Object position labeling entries
- - - - - - -
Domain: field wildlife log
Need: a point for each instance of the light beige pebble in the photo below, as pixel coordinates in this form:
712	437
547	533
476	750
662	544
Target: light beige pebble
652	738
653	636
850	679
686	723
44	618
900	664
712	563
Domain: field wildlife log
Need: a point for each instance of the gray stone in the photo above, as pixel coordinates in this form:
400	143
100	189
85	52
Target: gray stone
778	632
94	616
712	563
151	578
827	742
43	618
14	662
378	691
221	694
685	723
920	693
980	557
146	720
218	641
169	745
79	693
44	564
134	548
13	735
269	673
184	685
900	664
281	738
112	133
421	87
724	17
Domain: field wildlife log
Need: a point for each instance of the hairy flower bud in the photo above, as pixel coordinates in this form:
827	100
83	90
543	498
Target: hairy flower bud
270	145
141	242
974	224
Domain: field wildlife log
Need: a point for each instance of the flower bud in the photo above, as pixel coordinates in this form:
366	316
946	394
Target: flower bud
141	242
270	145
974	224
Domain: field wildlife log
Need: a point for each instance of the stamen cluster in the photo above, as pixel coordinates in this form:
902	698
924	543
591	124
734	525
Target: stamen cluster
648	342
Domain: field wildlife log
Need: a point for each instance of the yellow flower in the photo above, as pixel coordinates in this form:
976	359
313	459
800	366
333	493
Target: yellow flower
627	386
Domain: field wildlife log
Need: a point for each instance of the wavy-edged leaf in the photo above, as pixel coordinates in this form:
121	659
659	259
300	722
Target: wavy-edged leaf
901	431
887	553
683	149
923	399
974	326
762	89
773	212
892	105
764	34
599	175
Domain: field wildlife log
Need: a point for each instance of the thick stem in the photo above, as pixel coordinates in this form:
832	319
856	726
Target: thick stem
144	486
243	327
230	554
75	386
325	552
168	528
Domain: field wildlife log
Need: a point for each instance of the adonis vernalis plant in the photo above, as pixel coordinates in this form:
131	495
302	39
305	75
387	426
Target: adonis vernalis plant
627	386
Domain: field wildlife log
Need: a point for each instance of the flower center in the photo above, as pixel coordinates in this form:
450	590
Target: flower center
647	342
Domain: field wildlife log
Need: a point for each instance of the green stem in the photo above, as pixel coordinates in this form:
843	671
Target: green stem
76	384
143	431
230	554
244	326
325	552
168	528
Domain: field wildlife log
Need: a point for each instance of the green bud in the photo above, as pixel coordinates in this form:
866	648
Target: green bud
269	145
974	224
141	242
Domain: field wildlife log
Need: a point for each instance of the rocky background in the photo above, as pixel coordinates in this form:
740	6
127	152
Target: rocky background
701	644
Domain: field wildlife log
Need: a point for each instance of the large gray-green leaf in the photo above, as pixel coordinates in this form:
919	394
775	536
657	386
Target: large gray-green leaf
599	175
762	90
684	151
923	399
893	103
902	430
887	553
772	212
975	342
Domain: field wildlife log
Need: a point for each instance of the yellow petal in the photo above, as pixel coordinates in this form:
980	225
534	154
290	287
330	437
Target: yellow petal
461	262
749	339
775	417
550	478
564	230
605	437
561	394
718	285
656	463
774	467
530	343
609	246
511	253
- - - - - - -
▶ [The exercise]
Recopy the entries above exactly, with every line included.

▶ [Result]
Domain: field wildlife log
Need: a point for each instance of the light beige pebble in the photo below, as pixel coordinates in this form:
712	437
547	533
476	750
662	544
Target: light beige pebble
652	738
653	636
850	679
686	723
44	618
900	664
712	563
Domain: field wildlife log
Need: a point for each instance of the gray stone in the photo above, as pixel coordinates in this form:
400	143
100	189
85	52
Target: gray stone
778	632
94	616
712	563
151	578
827	742
43	618
14	662
378	691
221	694
685	723
920	693
980	557
146	720
218	641
169	745
79	693
44	564
134	548
13	735
269	673
184	685
900	664
281	738
112	133
421	87
724	17
Domain: field wildlife log
Need: a point for each instance of the hairy flower bud in the photo above, as pixel coordinates in this form:
827	100
83	90
543	498
Target: hairy flower bud
270	145
141	242
974	224
Domain: field wildlife log
Need: a point for each instance of the flower bud in the photo above, as pixel coordinates in this form:
366	316
946	394
Target: flower bud
141	242
270	145
974	224
Domain: field wildlife log
Need: a point for each instance of the stamen cluster in the photo above, as pixel coordinates in this form:
902	698
924	543
591	124
734	525
Target: stamen cluster
648	342
Domain: field wildlife log
Need: a point for each instance of the yellow flower in the photo above, as pixel coordinates in this form:
976	359
313	459
800	366
333	493
Target: yellow flower
627	386
Domain: field wildlife log
Need: a point for each instance of the wavy-edged leaf in the photo above, as pixel coordinates in this form:
121	659
659	259
300	722
Target: wavy-edged leaf
901	431
887	553
683	149
923	399
974	326
762	89
773	212
892	105
764	34
599	175
Domain: field wildlife log
Need: a point for each instance of the thick stem in the photo above, as pixel coordinates in this form:
832	319
856	726
Target: thick stem
144	486
243	327
230	554
75	386
325	552
168	528
Domain: field wildlife log
Need: a point for each instance of the adonis vernalis plant in the photo above, as pixel coordinates in this form:
131	495
302	39
305	75
387	426
Target: adonis vernalis plant
627	386
Domain: field wildlife log
Need: a point for each instance of the flower center in the photo above, as pixel coordinates in this form:
450	590
Target: flower center
647	342
Domain: field wildlife log
Need: a point for each instance of the green stem in the photo above, as pixel coordinates in this form:
843	671
Target: green stem
76	384
143	431
230	554
244	326
325	552
168	528
Domain: field wildlife log
Need: a point for each instance of the green bud in the photo above, as pixel coordinates in this form:
866	648
Target: green bud
269	145
974	224
141	242
Domain: field wildlife log
Need: a point for each instance of the rocky background in the photo above, as pixel coordinates in this form:
740	6
127	152
Target: rocky background
701	644
Domain: field wildlife log
Need: a point for each instance of the large gray-green leaf in the photo above, as pixel coordinates in this form:
919	394
775	536
657	386
Target: large gray-green leaf
599	175
762	90
684	151
923	399
893	103
902	430
887	553
772	212
975	342
Domain: field wildlife log
Need: a point for each instance of the yellow petal in the photo above, as pixel coordinates in this form:
980	225
534	154
290	287
330	437
Target: yellow petal
461	262
749	339
775	417
550	478
564	230
605	437
561	394
718	285
656	463
774	467
530	343
609	246
511	253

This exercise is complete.